■ YOUR TASK ■
Repeat the data below in full and exactly.
□ □ □ □ □ □ □
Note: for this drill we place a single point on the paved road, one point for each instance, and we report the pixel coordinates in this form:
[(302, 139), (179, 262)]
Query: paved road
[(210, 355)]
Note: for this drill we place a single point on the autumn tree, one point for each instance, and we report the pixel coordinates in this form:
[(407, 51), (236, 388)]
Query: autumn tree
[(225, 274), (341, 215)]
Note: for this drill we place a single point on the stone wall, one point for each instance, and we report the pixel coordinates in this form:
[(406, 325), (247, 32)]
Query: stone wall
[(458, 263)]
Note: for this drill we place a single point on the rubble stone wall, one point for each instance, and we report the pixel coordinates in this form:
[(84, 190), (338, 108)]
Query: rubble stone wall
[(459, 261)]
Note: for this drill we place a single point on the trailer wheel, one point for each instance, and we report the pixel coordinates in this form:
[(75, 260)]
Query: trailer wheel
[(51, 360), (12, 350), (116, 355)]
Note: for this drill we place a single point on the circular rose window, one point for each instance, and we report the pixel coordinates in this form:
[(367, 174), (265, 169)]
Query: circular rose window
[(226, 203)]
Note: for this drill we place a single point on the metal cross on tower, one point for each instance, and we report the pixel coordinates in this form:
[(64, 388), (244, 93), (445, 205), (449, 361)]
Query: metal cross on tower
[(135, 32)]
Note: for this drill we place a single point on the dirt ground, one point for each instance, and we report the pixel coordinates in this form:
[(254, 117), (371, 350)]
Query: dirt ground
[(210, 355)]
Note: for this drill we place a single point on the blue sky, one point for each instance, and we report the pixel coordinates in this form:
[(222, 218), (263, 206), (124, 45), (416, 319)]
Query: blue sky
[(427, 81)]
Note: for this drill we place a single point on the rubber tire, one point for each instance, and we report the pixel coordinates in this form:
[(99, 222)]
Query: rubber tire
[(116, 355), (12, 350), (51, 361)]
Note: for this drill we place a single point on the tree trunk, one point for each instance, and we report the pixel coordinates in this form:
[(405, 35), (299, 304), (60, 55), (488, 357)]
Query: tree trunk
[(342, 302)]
□ □ □ □ □ □ □
■ SOLUTION TO THIS EXERCISE ■
Note: for this drill we place a single point on the paved road, one point for each instance, and we report the pixel coordinates in this form:
[(302, 139), (179, 262)]
Query: paved road
[(210, 355)]
Note: for this drill we place a single point on the autumn tree, one point for each instance, and we report the pixel coordinates in this form:
[(407, 51), (236, 388)]
Query: autumn tree
[(225, 274), (341, 215)]
Note: for this drill we place a single point on the stone wall, one point for each instance, and we report the pixel coordinates in this form:
[(406, 325), (247, 32)]
Query: stone wall
[(458, 263)]
Note: for this drill we place a single point on the rubble stone wall, one point for each instance, and we report the pixel coordinates in this form:
[(84, 190), (338, 108)]
Query: rubble stone wall
[(459, 261)]
Note: for this drill we place a single point on the trailer wheel, one point for each instance, and we report the pixel coordinates in this form:
[(75, 260)]
Query: trailer wheel
[(51, 360), (12, 350), (116, 355)]
Note: for this drill we place a single point on the circular rose window, one point for each instance, and we report the pixel coordinates in this form:
[(367, 174), (265, 169)]
Query: circular rose window
[(226, 203)]
Note: for this drill we place a single point on the metal cross on tower, one point for each instance, and we report the pixel coordinates in this form:
[(64, 388), (244, 93), (445, 205), (449, 361)]
Query: metal cross on tower
[(135, 32)]
Note: for this drill we place a single point on the dirt ground, one point for each instance, and we report the pixel coordinates in this form:
[(254, 117), (371, 350)]
Query: dirt ground
[(210, 355)]
Note: for this drill we place a single point on the blue sky, one point for each instance, and we report the pixel coordinates in this form:
[(222, 218), (263, 206), (124, 45), (416, 319)]
Query: blue sky
[(427, 81)]
Note: for this drill we place a single point on the rubber tire, one point for each instance, and we report the pixel coordinates in this form:
[(99, 222)]
Query: rubber tire
[(116, 355), (12, 350), (51, 361)]
Note: for this drill we place a single point on the tree trunk, one point for each instance, and we report the pixel coordinates in this form:
[(405, 35), (299, 304), (60, 55), (488, 357)]
Query: tree trunk
[(342, 302)]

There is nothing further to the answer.